### Выполните задания
(a) Сколько биопсий, по словам Майка из отрывка, он провёл?
(b) Изложите содержание отрывка в двух предложениях.
(c) Напишите продолжение отрывка о биопсии и раке простаты, начиная сразу после его последнего предложения.

━━━ Отрывок

Мой племянник и тезка Майкл Скотт Газзанига, уролог, имел колоссальный научный и практический опыт. Он подробно обсудил со мной грустные новости и даже пообещал сделать мне биопсию у себя, в округе Ориндж. Незадолго до этого я слышал жуткие истории об одном знакомом, который схлопотал сепсис и чуть не помер после биопсии. Многие жаловались на сильную боль во время этой процедуры. Операция, лучевая и гормональная терапия, страдания и мучительная смерть от рака простаты – все эти ужасы сразу завертелись в моем мозгу. Майк успокоил меня и сказал, что провел больше трех тысяч биопсий, все без осложнений и абсолютно безболезненно. Это была хорошая новость. Плохая же заключалась в том, что, как он выяснил, дела мои были скверные, хуже некуда.

━━━━━━
━━━ Имеющиеся данные

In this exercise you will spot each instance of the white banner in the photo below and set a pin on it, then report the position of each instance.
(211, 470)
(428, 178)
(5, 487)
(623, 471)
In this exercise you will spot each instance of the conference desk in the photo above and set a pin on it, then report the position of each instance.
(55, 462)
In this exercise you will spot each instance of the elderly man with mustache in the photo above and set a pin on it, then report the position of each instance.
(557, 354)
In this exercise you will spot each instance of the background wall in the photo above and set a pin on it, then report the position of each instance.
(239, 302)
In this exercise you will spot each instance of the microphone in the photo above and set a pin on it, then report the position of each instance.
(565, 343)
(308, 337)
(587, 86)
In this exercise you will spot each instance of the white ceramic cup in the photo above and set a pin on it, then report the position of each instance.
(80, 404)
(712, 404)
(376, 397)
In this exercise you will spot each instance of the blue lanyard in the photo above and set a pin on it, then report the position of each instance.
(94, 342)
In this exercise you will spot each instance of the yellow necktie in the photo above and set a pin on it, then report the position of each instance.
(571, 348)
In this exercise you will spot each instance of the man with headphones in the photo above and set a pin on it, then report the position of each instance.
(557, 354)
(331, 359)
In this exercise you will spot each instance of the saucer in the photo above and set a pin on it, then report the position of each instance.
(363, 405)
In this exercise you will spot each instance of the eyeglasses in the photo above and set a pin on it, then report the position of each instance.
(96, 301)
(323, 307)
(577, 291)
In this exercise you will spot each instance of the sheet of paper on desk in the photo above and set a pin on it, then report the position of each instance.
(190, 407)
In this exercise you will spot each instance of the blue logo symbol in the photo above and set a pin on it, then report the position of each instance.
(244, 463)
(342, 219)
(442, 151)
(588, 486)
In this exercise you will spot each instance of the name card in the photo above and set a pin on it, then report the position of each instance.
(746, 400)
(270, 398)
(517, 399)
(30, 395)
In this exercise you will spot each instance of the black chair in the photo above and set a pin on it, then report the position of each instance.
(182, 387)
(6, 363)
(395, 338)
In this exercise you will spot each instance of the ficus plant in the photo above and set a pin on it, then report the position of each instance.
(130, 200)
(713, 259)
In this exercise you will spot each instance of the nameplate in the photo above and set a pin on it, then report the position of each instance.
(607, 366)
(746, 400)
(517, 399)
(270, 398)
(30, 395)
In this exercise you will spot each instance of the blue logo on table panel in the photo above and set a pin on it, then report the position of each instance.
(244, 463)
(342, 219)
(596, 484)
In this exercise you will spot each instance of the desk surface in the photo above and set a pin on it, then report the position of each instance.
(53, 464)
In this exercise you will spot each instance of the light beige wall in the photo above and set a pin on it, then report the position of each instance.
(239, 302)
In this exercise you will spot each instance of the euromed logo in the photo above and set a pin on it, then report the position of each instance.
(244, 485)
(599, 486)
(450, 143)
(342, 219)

━━━━━━

### Ответы
(a) Больше трёх тысяч, все без осложнений и абсолютно безболезненно.

(b) Племянник рассказчика, уролог Майкл Скотт Газзанига, обсудил с ним грустные новости и пообещал сделать ему биопсию, а рассказчика пугали истории об осложнениях и мысли о раке простаты. Майк успокоил его, сказав, что провёл больше трёх тысяч безболезненных биопсий без осложнений, но выяснилось, что дела рассказчика были хуже некуда.

(c)
Майк сразу записал меня на прием к знаменитому хирургу-урологу Дональду Скиннеру из Университета Южной Калифорнии. Скиннер, мой ровесник, славился операциями на предстательной железе, он якобы творил чудеса. Помню, как он быстрым шагом вошел в смотровой кабинет с моими снимками и медкартами, широко улыбнулся и сказал без церемоний: “Боже святый, чем вы это заслужили?” Он разъяснил нам с женой все подробности и назначил операцию через месяц, а до нее – короткий курс гормональной терапии, чтобы предварительно уменьшить размер железы. Утром в день операции приехал Майк, чтобы присутствовать на ней; он хотел посмотреть, как будет колдовать Скиннер и, разумеется, поддержать меня. Ординатор вывез меня на каталке из предоперационной. Я что-то сказал Шарлотте, а проснулся уже в палате интенсивной терапии, не успев ничего понять, в окружении улыбающихся медсестер, которые заверили меня, что все прошло хорошо. Это было и странно, и чудесно одновременно. Мне взрезали живот и через щель длиной сантиметров в тридцать вытащили отсеченную предстательную железу. Через несколько часов, поддерживаемый медсестрами, я встал и немного прошелся. Морфин – штука мощная, но не менее эффективен оптимистичный настрой родных и персонала отлично организованной клиники.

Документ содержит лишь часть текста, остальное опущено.